### Exercise tasks
- a) In the essay on self-renewal, list every piece of advice the commencement speakers are quoted as giving.
- b) According to the essay on self-renewal, by what age will most people have stopped acquiring new skills or new attitudes in any central aspect of their lives?

*** Page ***

The World Is Your Classroom: Lessons in Self-Renewal

By John W. Gardner

The Futurist (PP52-53)

May-June 2002

ganjineh

An innovative society is made up of individuals who continuously renew their thinking throughout their lives, the late John W. Gardner argued eloquently in his classic book Self-Renewal.

 

"Keep on growing," the commencement speakers say. "Don't go to seed. Let this be a beginning, not an ending." 

 

It is a good theme. Yet a high proportion of the young people who hear the speeches pay no heed, and by the time they are middle-aged they are absolutely mummified. Even some of the people who make the speeches are mummified. Why?

 

Unfortunately the commencement speakers never tell us why their advice to keep on learning is so hard to follow. The people interested in adult education have struggled heroically to increase the opportunities for self-development, and they have succeeded marvelously. Now they had better turn to the thing that is really blocking self-development­-the individual's own intricately designed, self-constructed prison, or to put it another way, the individual's incapacity for self-renewal.

 

A prison is not quite the appropriate image because the individual does not stop learning in all aspects of his life simultaneously. Many young people have stopped learning in the religious or spiritual dimensions of their lives long before they graduate from college. Some settle into rigid and unchanging political and economic views by the time they are 25 or 30. By their mid-30s most will have stopped acquiring new skills or new attitudes in any central aspect of their lives.

*** Dataset content ***

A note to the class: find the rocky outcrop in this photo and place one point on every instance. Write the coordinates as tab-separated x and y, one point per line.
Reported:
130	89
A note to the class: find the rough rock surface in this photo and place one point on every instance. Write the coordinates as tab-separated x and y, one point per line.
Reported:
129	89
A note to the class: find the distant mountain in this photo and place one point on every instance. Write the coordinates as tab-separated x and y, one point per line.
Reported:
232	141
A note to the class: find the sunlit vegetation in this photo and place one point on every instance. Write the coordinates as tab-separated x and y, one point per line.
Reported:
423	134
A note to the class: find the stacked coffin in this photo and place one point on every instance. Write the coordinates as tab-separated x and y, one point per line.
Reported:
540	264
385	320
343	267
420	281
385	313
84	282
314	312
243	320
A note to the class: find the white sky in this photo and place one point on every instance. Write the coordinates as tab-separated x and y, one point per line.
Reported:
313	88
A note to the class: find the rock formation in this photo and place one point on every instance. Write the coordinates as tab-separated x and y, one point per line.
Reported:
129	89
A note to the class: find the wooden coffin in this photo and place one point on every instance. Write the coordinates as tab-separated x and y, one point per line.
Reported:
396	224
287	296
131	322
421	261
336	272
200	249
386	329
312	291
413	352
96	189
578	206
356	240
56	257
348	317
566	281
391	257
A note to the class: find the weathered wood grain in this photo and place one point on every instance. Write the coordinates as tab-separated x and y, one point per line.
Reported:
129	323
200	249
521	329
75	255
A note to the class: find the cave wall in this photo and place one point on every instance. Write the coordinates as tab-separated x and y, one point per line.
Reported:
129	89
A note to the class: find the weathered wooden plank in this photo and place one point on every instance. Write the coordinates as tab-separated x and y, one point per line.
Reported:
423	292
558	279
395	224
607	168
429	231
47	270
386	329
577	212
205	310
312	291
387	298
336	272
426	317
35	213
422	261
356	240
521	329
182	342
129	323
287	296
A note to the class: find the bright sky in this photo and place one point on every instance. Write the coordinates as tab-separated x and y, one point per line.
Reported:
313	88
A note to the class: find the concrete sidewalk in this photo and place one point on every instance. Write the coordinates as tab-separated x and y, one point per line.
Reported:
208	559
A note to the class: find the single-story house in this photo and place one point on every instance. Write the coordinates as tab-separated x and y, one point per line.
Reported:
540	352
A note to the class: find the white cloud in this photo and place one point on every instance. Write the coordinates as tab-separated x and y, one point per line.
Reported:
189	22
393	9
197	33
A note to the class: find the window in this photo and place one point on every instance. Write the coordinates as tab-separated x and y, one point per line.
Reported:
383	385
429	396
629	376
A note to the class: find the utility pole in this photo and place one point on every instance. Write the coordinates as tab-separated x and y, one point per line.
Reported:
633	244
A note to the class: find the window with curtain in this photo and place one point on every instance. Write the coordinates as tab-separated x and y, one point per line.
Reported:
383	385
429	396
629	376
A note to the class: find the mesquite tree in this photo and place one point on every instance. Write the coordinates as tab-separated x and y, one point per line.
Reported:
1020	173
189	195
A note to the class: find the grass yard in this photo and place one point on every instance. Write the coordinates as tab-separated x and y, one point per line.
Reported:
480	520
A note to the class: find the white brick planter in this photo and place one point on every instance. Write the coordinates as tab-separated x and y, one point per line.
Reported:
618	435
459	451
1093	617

***

### Results for the exercise
- a)
- "Keep on growing"
- "Don't go to seed"
- "Let this be a beginning, not an ending"

- b) By their mid-30s.